:: Data
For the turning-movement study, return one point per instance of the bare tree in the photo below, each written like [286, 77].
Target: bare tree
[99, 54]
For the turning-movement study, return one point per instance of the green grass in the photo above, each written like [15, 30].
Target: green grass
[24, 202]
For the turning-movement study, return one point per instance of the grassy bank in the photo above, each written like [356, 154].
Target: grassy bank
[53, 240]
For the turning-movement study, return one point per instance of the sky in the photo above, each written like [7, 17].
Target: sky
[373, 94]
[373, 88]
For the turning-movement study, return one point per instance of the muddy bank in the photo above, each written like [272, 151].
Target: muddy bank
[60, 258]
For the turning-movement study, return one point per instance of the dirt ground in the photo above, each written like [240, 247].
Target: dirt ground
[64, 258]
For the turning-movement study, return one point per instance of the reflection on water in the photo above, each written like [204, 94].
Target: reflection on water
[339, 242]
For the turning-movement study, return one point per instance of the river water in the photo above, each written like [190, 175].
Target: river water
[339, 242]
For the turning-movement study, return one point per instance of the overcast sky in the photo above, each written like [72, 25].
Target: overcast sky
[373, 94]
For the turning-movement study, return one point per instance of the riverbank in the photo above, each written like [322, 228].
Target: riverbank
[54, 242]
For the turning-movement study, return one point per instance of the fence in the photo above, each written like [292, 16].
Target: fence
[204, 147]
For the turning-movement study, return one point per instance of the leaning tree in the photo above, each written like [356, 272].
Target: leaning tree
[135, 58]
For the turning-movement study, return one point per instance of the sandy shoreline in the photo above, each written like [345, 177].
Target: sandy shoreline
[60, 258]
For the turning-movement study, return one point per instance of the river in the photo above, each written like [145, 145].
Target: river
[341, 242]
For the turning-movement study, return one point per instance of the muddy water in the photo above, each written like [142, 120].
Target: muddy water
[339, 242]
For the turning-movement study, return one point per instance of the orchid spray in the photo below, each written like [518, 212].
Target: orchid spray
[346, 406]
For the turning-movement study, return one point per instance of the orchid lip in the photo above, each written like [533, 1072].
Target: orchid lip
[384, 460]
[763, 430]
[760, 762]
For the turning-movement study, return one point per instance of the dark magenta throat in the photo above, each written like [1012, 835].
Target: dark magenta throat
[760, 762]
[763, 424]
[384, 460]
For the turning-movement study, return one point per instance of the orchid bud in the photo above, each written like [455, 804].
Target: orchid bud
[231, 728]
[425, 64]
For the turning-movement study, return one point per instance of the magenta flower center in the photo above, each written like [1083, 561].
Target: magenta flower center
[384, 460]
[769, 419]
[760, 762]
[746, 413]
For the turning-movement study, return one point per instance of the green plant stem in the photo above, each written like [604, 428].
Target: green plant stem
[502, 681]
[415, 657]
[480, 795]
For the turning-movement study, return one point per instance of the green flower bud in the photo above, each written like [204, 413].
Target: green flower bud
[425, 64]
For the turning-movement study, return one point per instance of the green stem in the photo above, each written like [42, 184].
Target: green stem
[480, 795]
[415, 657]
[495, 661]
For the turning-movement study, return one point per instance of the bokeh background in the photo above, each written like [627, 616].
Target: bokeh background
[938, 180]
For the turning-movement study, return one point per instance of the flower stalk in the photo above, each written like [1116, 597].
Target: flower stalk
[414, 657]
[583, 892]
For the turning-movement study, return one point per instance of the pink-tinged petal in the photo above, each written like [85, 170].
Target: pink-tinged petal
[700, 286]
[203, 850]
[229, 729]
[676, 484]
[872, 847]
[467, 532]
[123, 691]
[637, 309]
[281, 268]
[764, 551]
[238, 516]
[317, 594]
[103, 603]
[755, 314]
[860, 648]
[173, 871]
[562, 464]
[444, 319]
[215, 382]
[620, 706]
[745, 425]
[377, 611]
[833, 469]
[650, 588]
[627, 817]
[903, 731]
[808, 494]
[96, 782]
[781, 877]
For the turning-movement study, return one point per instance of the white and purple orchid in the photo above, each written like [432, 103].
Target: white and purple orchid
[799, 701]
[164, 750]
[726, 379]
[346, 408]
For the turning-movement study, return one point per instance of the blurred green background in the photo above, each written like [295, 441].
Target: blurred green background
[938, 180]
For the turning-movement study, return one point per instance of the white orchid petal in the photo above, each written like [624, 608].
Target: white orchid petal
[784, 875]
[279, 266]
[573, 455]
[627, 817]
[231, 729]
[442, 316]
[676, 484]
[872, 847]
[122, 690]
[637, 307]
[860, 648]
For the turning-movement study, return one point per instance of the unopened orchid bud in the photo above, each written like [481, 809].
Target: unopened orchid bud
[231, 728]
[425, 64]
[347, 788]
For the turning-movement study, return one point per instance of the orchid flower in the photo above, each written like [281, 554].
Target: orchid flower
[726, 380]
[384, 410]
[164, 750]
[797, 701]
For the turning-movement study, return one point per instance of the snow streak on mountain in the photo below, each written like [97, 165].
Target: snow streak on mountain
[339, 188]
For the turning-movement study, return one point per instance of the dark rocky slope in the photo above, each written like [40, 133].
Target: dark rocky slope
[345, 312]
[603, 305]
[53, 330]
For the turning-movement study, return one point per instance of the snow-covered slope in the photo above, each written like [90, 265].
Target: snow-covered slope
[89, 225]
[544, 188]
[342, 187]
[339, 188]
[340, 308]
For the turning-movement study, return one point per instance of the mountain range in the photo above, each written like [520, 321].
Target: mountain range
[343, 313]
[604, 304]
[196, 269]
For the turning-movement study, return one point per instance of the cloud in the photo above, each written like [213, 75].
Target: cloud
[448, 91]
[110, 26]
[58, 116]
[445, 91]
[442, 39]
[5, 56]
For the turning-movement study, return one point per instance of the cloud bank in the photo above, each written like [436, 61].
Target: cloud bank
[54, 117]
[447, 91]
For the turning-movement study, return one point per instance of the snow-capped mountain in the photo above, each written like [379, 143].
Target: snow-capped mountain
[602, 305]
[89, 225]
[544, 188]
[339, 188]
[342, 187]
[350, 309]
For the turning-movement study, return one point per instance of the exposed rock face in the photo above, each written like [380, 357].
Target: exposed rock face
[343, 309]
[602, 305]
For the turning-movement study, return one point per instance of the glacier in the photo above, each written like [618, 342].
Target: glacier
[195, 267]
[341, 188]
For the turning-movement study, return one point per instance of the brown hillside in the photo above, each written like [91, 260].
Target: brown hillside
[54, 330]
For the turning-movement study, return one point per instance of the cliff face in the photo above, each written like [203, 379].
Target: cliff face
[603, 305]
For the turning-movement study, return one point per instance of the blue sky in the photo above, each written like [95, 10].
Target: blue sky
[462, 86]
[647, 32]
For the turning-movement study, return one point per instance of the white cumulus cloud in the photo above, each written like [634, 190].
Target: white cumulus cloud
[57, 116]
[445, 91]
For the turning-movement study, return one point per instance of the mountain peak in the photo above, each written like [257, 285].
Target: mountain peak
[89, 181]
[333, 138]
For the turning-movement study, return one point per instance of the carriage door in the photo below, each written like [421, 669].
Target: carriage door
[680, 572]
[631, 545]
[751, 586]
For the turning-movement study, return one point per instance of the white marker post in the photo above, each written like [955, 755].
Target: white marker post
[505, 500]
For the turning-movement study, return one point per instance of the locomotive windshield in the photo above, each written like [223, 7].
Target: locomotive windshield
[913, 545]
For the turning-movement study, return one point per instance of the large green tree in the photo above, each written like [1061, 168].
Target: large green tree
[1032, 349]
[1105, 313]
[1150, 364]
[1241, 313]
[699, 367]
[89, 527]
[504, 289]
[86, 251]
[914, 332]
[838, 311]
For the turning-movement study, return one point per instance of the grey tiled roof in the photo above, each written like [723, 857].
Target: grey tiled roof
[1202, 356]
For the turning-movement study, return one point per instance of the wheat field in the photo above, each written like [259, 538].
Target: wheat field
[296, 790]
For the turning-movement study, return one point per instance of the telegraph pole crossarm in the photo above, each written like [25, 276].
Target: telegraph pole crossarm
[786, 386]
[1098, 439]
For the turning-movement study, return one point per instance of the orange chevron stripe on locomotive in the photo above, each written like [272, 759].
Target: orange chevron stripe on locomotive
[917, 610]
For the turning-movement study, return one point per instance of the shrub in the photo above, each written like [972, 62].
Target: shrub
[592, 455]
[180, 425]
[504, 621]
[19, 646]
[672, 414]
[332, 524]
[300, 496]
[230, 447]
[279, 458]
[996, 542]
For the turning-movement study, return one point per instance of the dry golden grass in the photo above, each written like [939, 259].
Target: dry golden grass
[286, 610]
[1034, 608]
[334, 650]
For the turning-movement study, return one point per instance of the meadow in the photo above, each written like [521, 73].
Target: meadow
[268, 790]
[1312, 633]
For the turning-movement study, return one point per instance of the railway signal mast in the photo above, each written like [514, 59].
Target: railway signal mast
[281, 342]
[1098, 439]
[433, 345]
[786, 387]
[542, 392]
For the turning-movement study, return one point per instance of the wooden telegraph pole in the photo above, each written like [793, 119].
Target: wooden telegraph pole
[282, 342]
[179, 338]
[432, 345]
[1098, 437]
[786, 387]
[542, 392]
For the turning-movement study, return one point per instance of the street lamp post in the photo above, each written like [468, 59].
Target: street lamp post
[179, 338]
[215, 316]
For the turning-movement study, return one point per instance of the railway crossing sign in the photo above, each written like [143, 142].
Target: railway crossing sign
::::
### Instructions for the task
Show each line in the data where the string "crossing" appears.

### Exercise response
For the turning-movement study, return one point per instance of the railway crossing sign in the photo above, each written like [143, 142].
Target: railway crossing sign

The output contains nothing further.